● Текст страницы:
┏━━

37-м пикетом назывался лагпункт, обслуживавший лесопилку. Вообще-то пикет — это отрезок железнодорожного пути длиной сто метров, а так же геодезическая отметка на местности. Почему л/п носил такое название, не знаю, как не знаю и того, почему именно там, а не на головном лагпункте решено было разместить наши курсы.
Со всех ерцевских лагподразделений — с Чужги, с Алексеевки, с Круглицы и Островного — привезли зеков, человек двадцать, и стали готовить пополнение для контор: кое-кто из старожилов в тот период все-таки уходил на свободу. Правда, вскоре почти всех их снова похватали и разослали по лагерям, но как сказано в «Маугли», «это уже другая история, для взрослых».
Большую часть курсантов составляли такие же как я придурки. Но были и работяги, с общих, получившие двухмесячную передышку.
Преподавали опытные бухгалтера: главбух всего Каргопольлага — офицер, и с ним два отсидевших свое зека. Атмосфера на занятиях была вполне деловая и доброжелательная. Особенно благоволил ко мне неулыбчивый и немногословный горьковчанин Соломонов. Однажды принес книжку, сунул мне.
— Почитайте. Хорошая, — сказал он, окая. Книжка и вправду была хороша — «Спутники» Пановой.

┗━━

● Записи:
┏━━

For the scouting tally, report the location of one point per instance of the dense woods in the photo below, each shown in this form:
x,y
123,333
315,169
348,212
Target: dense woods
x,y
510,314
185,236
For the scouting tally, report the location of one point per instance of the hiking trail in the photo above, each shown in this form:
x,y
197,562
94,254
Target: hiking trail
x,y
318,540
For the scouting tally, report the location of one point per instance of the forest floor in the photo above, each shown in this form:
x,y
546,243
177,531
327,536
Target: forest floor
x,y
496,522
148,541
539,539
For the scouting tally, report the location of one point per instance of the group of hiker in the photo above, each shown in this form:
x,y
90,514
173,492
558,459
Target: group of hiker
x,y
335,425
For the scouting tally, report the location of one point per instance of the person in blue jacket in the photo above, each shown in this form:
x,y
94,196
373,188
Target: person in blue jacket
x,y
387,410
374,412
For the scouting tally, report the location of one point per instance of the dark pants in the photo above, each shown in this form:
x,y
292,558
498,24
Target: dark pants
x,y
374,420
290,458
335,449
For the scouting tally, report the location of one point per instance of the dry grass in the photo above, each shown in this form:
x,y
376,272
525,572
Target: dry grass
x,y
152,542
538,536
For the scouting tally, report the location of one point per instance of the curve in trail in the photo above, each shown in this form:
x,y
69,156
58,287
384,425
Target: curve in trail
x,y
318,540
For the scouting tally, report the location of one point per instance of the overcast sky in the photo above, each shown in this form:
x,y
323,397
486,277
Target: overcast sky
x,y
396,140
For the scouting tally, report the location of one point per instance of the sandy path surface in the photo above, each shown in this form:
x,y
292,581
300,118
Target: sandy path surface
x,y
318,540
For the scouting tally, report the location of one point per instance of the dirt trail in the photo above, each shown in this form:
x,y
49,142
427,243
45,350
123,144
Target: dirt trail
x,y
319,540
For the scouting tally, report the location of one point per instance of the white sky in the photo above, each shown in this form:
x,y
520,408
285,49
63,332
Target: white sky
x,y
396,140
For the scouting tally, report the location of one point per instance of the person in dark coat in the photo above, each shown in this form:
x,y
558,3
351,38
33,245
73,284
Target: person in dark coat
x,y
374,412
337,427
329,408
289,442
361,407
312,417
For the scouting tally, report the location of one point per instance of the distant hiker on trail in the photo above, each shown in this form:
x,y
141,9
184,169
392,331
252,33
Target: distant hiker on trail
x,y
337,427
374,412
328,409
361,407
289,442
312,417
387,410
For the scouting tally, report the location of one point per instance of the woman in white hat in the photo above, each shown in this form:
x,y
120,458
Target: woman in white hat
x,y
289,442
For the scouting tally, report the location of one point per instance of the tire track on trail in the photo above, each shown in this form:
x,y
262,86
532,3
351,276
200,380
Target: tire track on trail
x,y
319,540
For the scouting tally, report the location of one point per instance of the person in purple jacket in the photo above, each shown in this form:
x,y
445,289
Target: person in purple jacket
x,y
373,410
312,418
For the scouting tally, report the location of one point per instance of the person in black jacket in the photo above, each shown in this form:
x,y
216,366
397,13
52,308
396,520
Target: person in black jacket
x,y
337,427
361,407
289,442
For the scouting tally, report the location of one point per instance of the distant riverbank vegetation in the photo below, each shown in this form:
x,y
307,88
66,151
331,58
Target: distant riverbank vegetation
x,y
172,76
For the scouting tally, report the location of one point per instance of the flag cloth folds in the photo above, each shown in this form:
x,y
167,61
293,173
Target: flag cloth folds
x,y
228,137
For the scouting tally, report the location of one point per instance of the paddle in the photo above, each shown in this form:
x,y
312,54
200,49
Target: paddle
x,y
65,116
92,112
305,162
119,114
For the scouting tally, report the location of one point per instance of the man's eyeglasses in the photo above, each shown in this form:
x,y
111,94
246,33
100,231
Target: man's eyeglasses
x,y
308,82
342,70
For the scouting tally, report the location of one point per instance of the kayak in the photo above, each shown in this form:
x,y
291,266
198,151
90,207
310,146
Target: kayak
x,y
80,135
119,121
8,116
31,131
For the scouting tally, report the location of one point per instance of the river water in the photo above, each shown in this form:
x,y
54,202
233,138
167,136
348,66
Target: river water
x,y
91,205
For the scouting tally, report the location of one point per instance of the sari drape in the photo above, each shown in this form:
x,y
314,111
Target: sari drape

┗━━

● Задания:
- a) Перепишите записи от строки, содержащей «of the river», до последней строки записей включительно, заменив «scouting tally» на «survey count» и ничего больше не меняя.
- b) Продолжите текст о лагерных бухгалтерских курсах, начав сразу после его последнего предложения.
Текст и записи взяты из разных источников.

● Ответы:
- a)
For the survey count, report the location of one point per instance of the river water in the photo above, each shown in this form:
x,y
54,202
233,138
167,136
348,66
Target: river water
x,y
91,205
For the survey count, report the location of one point per instance of the sari drape in the photo above, each shown in this form:
x,y
314,111
Target: sari drape

- b)
Учился я неплохо, и помогал самой отстающей, Шурочке Силантьевой. Была она курносая, веселая, голубоглазая — и я, конечно же, влюбился. (Постоянство вкусов — моя отличительная черта.) Хочется верить, что это господь послал мне Шурочку. Неспособная к бухгалтерии, она обладала бесценными женскими способностями, в том числе редкостной чуткостью. И, в свои двадцать три года, большим практическим опытом. Все про меня поняв, она в два счета избавила меня от всех комплексов, за что я буду благодарен ей по гроб жизни. Не знаю, где она теперь, что с ней сталось. Надеюсь, что жива и здорова.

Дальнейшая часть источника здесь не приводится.